Using the listing below, determine the count of lines with the word "openwork" and reply only with it.
##### Dataset entries #####
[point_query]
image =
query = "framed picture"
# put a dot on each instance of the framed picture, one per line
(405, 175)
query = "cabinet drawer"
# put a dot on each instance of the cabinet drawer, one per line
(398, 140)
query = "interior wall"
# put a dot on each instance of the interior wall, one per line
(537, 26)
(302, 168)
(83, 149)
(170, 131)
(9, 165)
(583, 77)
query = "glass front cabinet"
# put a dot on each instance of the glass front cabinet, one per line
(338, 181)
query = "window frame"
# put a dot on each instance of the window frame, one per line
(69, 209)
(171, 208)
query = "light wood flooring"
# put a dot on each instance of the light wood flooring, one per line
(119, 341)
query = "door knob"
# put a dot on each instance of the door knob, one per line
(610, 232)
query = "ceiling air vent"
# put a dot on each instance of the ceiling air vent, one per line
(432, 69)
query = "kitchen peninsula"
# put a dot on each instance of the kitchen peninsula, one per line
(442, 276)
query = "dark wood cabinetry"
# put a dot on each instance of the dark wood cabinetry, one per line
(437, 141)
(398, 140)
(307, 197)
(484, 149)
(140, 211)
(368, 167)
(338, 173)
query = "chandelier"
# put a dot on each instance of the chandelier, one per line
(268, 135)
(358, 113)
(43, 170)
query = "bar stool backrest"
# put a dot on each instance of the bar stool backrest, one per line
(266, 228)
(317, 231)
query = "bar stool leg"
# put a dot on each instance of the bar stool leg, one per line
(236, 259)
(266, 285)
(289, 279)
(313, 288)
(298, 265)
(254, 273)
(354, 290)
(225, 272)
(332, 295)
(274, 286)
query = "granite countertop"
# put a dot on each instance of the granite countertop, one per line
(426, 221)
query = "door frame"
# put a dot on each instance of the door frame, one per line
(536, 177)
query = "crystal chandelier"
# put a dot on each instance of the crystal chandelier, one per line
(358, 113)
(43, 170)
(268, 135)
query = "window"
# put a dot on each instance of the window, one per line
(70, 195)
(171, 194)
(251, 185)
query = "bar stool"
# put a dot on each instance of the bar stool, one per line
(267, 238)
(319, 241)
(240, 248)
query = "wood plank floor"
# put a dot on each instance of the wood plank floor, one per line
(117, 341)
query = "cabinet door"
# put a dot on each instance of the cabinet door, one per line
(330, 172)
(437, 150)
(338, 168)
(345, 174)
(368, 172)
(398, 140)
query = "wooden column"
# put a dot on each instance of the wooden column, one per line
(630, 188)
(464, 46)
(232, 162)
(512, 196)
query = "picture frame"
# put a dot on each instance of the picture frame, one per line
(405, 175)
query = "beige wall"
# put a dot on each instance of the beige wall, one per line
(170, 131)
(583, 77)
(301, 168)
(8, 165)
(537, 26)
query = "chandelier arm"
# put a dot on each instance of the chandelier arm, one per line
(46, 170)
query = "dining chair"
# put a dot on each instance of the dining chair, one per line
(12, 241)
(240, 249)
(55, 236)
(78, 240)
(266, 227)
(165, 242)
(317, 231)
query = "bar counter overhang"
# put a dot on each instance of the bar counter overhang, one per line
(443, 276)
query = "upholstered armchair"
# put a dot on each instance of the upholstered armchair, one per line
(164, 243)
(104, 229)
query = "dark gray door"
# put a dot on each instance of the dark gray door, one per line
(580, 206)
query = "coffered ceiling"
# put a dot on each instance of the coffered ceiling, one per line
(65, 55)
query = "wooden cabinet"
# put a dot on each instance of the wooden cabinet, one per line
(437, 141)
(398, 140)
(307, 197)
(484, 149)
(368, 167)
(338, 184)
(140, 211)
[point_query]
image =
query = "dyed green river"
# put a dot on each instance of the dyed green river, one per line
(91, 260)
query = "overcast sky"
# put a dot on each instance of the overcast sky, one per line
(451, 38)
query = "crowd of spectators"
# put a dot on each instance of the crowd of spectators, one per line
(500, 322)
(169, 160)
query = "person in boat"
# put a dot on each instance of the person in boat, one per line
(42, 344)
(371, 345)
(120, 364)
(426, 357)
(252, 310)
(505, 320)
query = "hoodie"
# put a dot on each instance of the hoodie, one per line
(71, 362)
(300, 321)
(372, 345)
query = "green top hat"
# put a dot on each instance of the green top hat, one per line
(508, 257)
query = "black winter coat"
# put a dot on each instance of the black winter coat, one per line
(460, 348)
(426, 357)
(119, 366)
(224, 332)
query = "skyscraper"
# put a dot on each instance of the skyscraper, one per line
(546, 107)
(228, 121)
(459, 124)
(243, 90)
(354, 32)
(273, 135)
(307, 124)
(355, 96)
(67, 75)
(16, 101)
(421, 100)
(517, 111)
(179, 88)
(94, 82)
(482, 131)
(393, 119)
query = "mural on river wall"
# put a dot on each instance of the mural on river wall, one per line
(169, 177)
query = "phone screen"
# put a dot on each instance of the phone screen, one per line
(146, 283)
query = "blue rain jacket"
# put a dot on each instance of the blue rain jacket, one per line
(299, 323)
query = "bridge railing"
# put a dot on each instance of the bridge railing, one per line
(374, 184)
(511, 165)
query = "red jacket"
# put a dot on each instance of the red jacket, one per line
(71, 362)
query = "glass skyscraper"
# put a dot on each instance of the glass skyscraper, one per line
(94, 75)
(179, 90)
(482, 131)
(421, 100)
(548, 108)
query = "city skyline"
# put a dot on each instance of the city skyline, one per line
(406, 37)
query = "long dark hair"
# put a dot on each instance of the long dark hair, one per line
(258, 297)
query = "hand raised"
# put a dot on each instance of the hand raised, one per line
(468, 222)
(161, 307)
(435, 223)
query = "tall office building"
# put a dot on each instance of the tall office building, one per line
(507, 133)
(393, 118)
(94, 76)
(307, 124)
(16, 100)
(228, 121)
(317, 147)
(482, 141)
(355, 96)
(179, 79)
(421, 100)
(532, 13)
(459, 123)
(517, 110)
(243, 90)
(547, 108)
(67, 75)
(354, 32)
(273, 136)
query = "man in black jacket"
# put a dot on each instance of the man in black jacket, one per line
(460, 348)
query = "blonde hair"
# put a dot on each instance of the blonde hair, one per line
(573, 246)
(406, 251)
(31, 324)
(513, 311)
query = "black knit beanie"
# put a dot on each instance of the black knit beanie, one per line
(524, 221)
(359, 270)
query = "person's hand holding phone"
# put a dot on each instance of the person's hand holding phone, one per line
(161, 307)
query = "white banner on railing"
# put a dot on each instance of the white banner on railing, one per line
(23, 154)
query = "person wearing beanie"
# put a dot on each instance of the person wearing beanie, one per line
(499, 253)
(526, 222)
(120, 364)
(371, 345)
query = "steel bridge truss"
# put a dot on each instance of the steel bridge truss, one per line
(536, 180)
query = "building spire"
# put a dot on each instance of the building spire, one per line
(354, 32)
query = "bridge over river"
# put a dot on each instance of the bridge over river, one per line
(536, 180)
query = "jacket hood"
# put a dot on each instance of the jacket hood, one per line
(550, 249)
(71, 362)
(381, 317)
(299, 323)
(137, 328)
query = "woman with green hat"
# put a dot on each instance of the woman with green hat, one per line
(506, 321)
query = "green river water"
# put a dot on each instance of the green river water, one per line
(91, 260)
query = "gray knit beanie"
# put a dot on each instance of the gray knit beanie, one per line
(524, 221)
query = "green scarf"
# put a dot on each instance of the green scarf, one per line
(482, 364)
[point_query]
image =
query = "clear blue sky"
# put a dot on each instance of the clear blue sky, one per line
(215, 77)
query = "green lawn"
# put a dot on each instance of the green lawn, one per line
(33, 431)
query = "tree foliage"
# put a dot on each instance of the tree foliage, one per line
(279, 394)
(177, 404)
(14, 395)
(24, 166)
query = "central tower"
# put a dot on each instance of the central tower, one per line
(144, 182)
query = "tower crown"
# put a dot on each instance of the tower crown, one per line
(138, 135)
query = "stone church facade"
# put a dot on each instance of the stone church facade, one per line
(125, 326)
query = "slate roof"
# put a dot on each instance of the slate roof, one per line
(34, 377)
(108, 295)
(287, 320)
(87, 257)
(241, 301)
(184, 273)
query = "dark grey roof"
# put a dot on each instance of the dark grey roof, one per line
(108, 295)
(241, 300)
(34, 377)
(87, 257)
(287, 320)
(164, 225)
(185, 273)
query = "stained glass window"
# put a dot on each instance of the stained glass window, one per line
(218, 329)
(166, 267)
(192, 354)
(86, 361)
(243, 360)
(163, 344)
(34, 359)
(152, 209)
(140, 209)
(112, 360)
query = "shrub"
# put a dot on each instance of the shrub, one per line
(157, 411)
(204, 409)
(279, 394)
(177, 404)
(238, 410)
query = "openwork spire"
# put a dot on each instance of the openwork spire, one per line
#####
▶ Completed exercise
2